-------- Provided records

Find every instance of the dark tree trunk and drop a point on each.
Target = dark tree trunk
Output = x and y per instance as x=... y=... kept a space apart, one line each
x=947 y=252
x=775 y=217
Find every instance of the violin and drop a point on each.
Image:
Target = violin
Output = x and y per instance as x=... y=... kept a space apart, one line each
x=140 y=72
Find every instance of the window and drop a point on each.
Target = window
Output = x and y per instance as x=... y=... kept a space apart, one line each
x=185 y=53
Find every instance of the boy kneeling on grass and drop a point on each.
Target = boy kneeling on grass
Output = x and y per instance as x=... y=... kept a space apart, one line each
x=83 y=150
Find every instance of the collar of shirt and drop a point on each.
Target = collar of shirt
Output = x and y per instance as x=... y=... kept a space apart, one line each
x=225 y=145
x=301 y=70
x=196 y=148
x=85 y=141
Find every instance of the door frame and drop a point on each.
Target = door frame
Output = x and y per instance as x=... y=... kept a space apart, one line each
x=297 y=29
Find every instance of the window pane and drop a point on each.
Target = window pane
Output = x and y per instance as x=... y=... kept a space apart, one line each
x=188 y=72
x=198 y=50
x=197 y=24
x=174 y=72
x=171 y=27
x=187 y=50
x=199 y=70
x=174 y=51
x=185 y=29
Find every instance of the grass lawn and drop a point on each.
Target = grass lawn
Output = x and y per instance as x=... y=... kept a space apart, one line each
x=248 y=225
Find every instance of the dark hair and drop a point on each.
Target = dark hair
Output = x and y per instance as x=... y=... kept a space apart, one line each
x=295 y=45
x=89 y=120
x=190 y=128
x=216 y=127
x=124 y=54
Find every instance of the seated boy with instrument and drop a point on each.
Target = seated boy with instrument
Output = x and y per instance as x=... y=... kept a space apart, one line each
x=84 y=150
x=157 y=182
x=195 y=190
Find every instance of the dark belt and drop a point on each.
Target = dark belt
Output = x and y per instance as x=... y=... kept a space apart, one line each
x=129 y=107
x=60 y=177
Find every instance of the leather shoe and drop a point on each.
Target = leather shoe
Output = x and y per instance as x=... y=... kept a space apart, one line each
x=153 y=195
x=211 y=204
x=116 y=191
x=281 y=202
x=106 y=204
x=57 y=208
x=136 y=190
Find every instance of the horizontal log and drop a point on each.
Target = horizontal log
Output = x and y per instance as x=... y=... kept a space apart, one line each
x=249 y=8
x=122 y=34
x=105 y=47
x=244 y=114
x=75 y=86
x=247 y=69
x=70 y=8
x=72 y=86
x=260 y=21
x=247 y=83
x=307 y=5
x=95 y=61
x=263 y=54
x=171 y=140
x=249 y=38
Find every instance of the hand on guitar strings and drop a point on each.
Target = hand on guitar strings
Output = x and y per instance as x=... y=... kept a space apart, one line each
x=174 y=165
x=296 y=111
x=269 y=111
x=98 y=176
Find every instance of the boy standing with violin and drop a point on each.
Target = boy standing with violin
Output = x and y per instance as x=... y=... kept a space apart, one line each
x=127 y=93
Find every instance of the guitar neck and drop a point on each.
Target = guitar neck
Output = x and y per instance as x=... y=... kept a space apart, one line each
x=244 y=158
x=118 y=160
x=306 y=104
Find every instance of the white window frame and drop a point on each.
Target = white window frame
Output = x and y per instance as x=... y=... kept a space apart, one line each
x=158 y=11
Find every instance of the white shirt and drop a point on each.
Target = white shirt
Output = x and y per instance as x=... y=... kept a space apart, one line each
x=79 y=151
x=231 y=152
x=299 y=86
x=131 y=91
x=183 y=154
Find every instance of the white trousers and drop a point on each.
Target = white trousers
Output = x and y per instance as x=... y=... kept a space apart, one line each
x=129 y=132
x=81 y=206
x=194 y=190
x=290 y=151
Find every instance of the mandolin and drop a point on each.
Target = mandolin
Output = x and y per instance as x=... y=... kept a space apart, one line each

----------------

### Set task
Extract the entries above verbatim.

### Task response
Find every instance of the dark tree trunk and drop a point on each.
Target = dark tree trunk
Output = x and y per instance as x=... y=... kept a space apart, one line each
x=947 y=252
x=775 y=217
Find every instance of the violin and drop a point on each.
Image:
Target = violin
Output = x and y per instance as x=... y=... kept a space apart, one line each
x=140 y=72
Find every instance of the window and drop a point on each.
Target = window
Output = x and y per instance as x=... y=... kept a space apart, one line each
x=185 y=53
Find every instance of the boy kneeling on grass and drop a point on each.
Target = boy kneeling on grass
Output = x and y per instance as x=... y=... kept a space apart, one line each
x=83 y=150
Find every instance of the collar of shirt and drop a point on each.
Target = collar of shirt
Output = x and y per instance as x=... y=... kept a space apart, one line each
x=225 y=145
x=301 y=70
x=196 y=148
x=85 y=141
Find every instance of the door frame and drop a point on each.
Target = door frame
Output = x and y per instance as x=... y=... kept a space apart, one line each
x=297 y=29
Find every instance of the window pane and drop a point on each.
Target = window pane
Output = x and y per instance as x=... y=... kept a space apart, one line each
x=188 y=72
x=198 y=50
x=197 y=24
x=174 y=72
x=171 y=27
x=187 y=50
x=199 y=70
x=174 y=51
x=185 y=29
Find every instance of the grass lawn and drop a point on each.
Target = grass lawn
Output = x and y per instance as x=... y=... kept a space apart, one line each
x=248 y=225
Find every instance of the dark hair and drop a point on each.
Target = dark hair
Output = x and y per instance as x=... y=... kept a space apart, one line each
x=295 y=45
x=89 y=120
x=190 y=128
x=216 y=127
x=124 y=54
Find every instance of the seated boy with instrument and drop a point on each.
Target = seated boy with instrument
Output = x and y per instance as x=... y=... kept a space apart, one line each
x=84 y=150
x=157 y=182
x=195 y=190
Find every instance of the dark belt and drop a point on each.
Target = dark belt
Output = x and y per instance as x=... y=... kept a space apart, one line each
x=129 y=107
x=60 y=177
Find every instance of the leather shoe and drop a point on each.
Target = leather shoe
Output = x and y per instance as x=... y=... kept a space apart, one line each
x=153 y=195
x=211 y=204
x=116 y=191
x=281 y=202
x=106 y=204
x=57 y=208
x=136 y=190
Find every instance of the horizontal log and drop a point on each.
Target = horizontal log
Output = x and y per instance as x=... y=... kept a space apart, one line each
x=249 y=8
x=122 y=34
x=105 y=47
x=244 y=114
x=75 y=86
x=247 y=69
x=70 y=8
x=72 y=86
x=260 y=21
x=247 y=83
x=307 y=5
x=95 y=61
x=263 y=54
x=171 y=140
x=249 y=38
Find every instance of the hand on guitar strings and drop a point on each.
Target = hand on guitar strings
Output = x and y per instance as x=... y=... kept a space apart, one line each
x=174 y=165
x=296 y=111
x=269 y=111
x=98 y=176
Find every instance of the boy standing with violin and drop a point on each.
Target = boy standing with violin
Output = x and y per instance as x=... y=... kept a space apart, one line each
x=127 y=93
Find every instance of the guitar neck and drop a point on each.
Target = guitar neck
Output = x and y per instance as x=... y=... kept a space apart, one line each
x=244 y=158
x=118 y=160
x=306 y=104
Find every instance of the white window frame and drop a point on each.
Target = white window frame
Output = x and y per instance as x=... y=... kept a space apart, one line each
x=158 y=11
Find every instance of the white shirt and drop a point on each.
Target = white shirt
Output = x and y per instance as x=... y=... kept a space apart, one line each
x=79 y=151
x=231 y=152
x=299 y=86
x=131 y=91
x=183 y=154
Find every instance of the white trousers and drop a point on each.
Target = white trousers
Output = x and y per instance as x=... y=... kept a space apart, one line each
x=129 y=132
x=81 y=206
x=194 y=190
x=290 y=151
Find every instance of the mandolin and drop a point on each.
Target = mandolin
Output = x and y per instance as x=... y=... kept a space apart, one line each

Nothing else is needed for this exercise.